### SOURCE EXTRACT ###

# New Fish!



## malawi4me2 (Jan 18, 2005)

Well, tonight I purchased a WC pair of _Aulonocara sp._ "Mbenji" from my LFS. They're _beautiful_! The male is my biggest fish at about 7.5" long, and the female is almost 5". I'll get some pics up pretty soon!


----------



## fishfreaks (Jan 19, 2005)

Nice!


----------



## Osiris (Jan 18, 2005)

very cool, hope didnt run as much as ur lithobates, LOL....


will have to show us some pics later after it's settled and colored back up..


----------



## malawi4me2 (Jan 18, 2005)

MalawianPro @ Sun Apr 03 said:


> very cool, hope didnt run as much as ur lithobates, LOL....


  They didn't...  (they were 'bout $50 more...)  

They're pretty shy compared to fish I've added before (they're my only WC) and are still hiding alot this morning.  I'll get some pics once they start to feel more confident.    
My _A. baenschi_ has gotten pretty aggressive since I added them...  I guess he's trying to re-assert his dominance.   :roll:


----------



## Osiris (Jan 18, 2005)

###

## THE REQUEST
Please write the next part of the forum thread about the new Aulonocara pair, picking up right after its last line. The rows have nothing to do with the forum thread about the new Aulonocara pair.

### STORED RECORDS ###

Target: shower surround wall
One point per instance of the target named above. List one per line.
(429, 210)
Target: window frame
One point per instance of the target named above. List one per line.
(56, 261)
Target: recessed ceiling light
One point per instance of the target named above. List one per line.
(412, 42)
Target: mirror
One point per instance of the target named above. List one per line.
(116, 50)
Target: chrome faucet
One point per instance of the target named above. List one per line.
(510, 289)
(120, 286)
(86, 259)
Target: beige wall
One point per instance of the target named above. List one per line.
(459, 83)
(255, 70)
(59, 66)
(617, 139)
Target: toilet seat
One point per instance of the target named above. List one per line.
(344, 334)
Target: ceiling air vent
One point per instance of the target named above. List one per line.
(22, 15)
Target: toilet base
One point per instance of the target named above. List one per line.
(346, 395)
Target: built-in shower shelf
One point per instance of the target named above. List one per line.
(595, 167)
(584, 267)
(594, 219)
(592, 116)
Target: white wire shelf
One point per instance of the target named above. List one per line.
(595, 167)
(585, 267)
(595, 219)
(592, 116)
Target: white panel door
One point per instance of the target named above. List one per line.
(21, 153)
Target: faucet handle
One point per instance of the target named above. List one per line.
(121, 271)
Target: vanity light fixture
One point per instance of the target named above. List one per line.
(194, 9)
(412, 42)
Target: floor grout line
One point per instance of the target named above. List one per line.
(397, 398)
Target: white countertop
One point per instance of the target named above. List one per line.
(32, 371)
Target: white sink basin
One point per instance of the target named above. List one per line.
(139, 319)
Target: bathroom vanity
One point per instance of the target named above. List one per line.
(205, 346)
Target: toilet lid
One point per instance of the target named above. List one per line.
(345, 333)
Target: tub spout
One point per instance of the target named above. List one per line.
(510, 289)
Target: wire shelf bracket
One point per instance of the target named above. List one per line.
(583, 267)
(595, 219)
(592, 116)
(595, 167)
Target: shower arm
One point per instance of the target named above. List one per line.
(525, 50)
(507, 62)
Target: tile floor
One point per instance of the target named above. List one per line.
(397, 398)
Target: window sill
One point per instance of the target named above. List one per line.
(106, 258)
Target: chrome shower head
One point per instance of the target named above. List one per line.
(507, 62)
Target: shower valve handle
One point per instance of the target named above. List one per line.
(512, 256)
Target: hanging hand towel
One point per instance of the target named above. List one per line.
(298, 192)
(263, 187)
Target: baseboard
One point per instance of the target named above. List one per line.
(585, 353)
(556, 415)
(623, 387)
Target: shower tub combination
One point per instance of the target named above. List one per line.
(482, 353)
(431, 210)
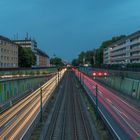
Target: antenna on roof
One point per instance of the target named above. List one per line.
(17, 36)
(26, 38)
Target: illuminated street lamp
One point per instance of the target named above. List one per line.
(97, 101)
(41, 112)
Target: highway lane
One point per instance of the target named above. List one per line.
(15, 122)
(125, 115)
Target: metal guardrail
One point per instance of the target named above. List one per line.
(102, 116)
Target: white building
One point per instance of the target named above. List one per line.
(126, 50)
(42, 59)
(8, 53)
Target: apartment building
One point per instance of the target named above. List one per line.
(8, 53)
(42, 59)
(126, 50)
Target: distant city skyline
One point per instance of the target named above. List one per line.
(65, 28)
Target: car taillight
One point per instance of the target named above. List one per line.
(94, 74)
(99, 74)
(105, 74)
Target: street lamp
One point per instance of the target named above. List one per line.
(41, 112)
(97, 101)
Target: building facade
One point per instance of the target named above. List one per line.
(42, 59)
(8, 53)
(126, 50)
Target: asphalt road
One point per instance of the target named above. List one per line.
(122, 118)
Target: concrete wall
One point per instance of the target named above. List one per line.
(124, 85)
(13, 88)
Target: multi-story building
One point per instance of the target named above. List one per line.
(42, 59)
(126, 50)
(8, 53)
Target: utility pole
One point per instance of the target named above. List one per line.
(97, 101)
(41, 113)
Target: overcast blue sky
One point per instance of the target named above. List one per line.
(67, 27)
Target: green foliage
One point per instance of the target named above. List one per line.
(56, 61)
(26, 57)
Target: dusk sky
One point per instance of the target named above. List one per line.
(67, 27)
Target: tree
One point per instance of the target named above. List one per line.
(26, 57)
(56, 61)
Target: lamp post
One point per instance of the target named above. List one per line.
(41, 113)
(97, 101)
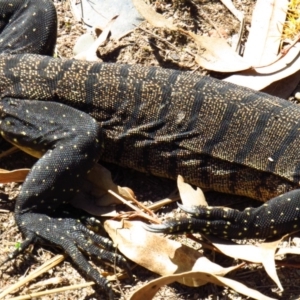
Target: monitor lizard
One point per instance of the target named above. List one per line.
(70, 113)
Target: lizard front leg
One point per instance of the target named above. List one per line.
(69, 144)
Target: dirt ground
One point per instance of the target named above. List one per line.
(142, 46)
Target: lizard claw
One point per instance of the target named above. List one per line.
(71, 235)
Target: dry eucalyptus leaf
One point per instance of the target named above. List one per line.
(189, 196)
(101, 178)
(159, 254)
(214, 53)
(150, 289)
(263, 253)
(265, 32)
(152, 17)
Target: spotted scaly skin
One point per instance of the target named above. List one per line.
(215, 134)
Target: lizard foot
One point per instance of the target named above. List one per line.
(274, 219)
(72, 236)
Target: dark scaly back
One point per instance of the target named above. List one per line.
(216, 134)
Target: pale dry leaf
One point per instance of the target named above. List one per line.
(101, 178)
(152, 17)
(89, 52)
(189, 196)
(159, 254)
(282, 62)
(214, 53)
(264, 39)
(150, 289)
(263, 253)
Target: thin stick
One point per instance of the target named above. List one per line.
(40, 270)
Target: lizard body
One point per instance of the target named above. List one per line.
(217, 135)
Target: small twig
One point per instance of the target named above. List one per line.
(165, 41)
(9, 151)
(283, 52)
(150, 217)
(53, 291)
(40, 270)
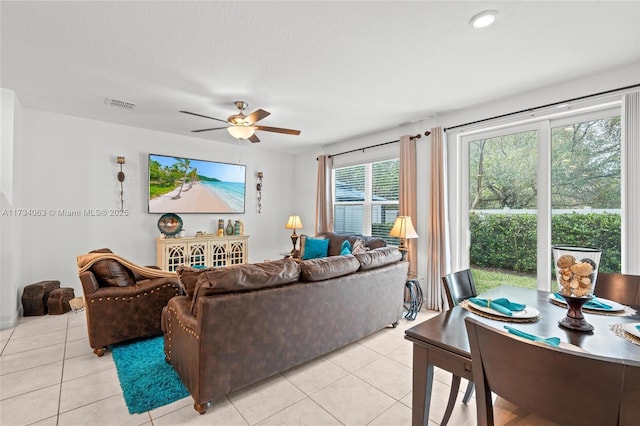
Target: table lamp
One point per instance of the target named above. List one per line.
(403, 229)
(294, 223)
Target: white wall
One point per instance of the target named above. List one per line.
(70, 163)
(10, 197)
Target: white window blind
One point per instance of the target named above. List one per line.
(366, 198)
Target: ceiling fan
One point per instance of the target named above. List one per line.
(242, 126)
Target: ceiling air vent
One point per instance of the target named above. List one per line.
(116, 103)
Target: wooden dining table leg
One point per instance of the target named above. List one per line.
(422, 386)
(453, 393)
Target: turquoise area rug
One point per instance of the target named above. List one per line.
(146, 379)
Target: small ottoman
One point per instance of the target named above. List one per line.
(58, 302)
(35, 297)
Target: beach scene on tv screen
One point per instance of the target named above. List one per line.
(183, 185)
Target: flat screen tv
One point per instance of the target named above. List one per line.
(185, 185)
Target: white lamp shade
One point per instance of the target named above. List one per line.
(403, 228)
(294, 222)
(241, 132)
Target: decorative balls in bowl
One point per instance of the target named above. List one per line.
(576, 270)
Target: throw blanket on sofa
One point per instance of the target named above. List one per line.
(85, 261)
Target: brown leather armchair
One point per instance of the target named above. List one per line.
(123, 301)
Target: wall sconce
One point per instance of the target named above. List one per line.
(259, 189)
(120, 160)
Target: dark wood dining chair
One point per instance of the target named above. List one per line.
(458, 286)
(548, 384)
(621, 288)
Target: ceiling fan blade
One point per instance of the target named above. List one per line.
(278, 130)
(206, 130)
(203, 116)
(257, 115)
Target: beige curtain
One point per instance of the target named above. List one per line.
(408, 203)
(437, 248)
(324, 195)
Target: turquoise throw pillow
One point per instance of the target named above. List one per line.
(346, 248)
(315, 248)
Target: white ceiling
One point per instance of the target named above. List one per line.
(334, 70)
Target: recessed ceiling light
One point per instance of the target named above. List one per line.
(483, 19)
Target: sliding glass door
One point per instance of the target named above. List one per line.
(530, 186)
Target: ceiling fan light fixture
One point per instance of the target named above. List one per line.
(241, 132)
(483, 19)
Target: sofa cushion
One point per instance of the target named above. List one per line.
(378, 257)
(328, 267)
(189, 277)
(336, 240)
(111, 273)
(246, 277)
(315, 248)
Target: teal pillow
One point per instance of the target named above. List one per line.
(346, 248)
(315, 248)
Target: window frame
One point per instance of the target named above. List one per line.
(368, 203)
(460, 232)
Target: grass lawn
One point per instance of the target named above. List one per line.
(486, 279)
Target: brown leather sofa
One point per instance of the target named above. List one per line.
(122, 301)
(241, 324)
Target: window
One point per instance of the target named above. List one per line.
(366, 199)
(519, 203)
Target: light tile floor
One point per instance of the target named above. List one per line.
(50, 376)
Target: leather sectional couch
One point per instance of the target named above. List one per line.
(241, 324)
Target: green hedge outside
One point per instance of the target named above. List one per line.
(508, 241)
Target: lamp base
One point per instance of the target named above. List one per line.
(575, 319)
(403, 252)
(294, 240)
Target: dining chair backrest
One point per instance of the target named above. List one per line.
(459, 286)
(565, 386)
(621, 288)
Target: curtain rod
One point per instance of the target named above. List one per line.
(418, 136)
(543, 106)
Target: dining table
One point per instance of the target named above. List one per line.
(442, 341)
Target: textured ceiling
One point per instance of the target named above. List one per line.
(334, 69)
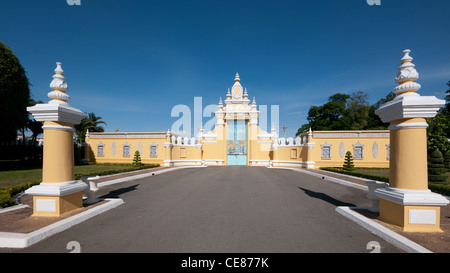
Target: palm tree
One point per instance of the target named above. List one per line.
(96, 121)
(92, 123)
(36, 129)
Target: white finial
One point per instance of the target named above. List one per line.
(236, 79)
(406, 76)
(59, 87)
(58, 69)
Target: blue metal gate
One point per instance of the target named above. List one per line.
(237, 142)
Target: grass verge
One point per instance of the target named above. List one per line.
(382, 174)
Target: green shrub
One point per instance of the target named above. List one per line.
(348, 163)
(436, 168)
(447, 160)
(439, 188)
(137, 159)
(6, 200)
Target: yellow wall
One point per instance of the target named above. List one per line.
(260, 151)
(119, 140)
(369, 160)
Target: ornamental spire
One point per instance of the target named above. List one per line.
(59, 87)
(406, 76)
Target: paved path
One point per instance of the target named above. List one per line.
(223, 209)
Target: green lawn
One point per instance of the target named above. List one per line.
(16, 177)
(383, 175)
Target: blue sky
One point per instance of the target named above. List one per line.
(132, 61)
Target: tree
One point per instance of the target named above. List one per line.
(447, 98)
(327, 116)
(447, 160)
(137, 159)
(438, 132)
(95, 123)
(92, 123)
(346, 112)
(374, 122)
(348, 163)
(14, 94)
(436, 168)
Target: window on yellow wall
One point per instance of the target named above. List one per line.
(126, 149)
(100, 149)
(358, 151)
(153, 150)
(326, 150)
(293, 153)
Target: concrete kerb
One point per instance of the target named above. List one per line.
(329, 178)
(21, 240)
(140, 176)
(381, 231)
(377, 229)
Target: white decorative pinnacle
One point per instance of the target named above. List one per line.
(220, 104)
(406, 75)
(59, 87)
(236, 79)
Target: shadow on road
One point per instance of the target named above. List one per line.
(326, 198)
(118, 192)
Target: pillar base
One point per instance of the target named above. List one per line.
(411, 210)
(56, 199)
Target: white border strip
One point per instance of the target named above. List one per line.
(144, 175)
(21, 240)
(16, 207)
(381, 231)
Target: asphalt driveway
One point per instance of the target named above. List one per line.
(222, 210)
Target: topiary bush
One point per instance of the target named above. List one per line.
(447, 161)
(348, 163)
(436, 168)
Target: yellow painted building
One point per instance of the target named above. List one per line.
(237, 139)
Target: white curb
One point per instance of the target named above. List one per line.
(139, 176)
(381, 231)
(21, 240)
(329, 178)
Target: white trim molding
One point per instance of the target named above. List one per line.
(412, 197)
(409, 125)
(57, 189)
(58, 127)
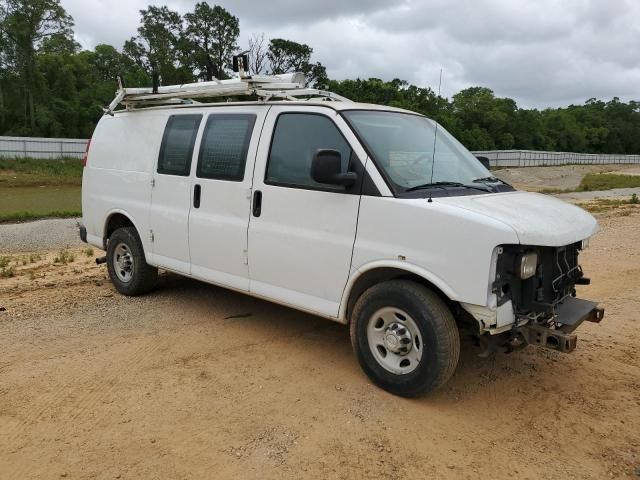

###

## RESPONSE TO THE TASK
OMG, i will have to talk to you when ultimateafrican gets his peacocks in, you should talk to him about some fish to send your way via shipping, lol, still be cheaper then buyin LFS price with shipping!


But cool you got them though.


----------



## malawi4me2 (Jan 18, 2005)

Well, I finally got 'em to eat a little tonight. They each ate a couple of Cyclop-eeze flakes. (None of my others really like that food...)


----------



## malawi4me2 (Jan 18, 2005)

*Re: New Fish! *PICS ADDED**

Okay, they're both still a little shy, but they're getting bolder. Here's the best pic I've been able to get so far of the male (this pic really doesn't show the brightness of his true color):








And here's the female:








I'll be working on better pics as they become more confident! :wink:


----------



## fishfreaks (Jan 19, 2005)

wow! cant wait to see the ones when theyre not so shy cause they look awesome now!


----------



## Lexus (Jan 19, 2005)

That top one is gorgeous


----------



## Osiris (Jan 18, 2005)

very nice pics, u gonna have to show me how to use a digital sometime lol


----------



## malawi4me2 (Jan 18, 2005)

MalawianPro @ Mon Apr 04 said:


> very nice pics, u gonna have to show me how to use a digital sometime lol


Thanks! It's so hard to get a decent pic with the camera that I have now 'cause fish move so fast... I'm probably going to get a Digital SLR camera in a few weeks, so hopefully I'll be getting some more detailed pics!


----------



## cameraman_2 (Mar 28, 2005)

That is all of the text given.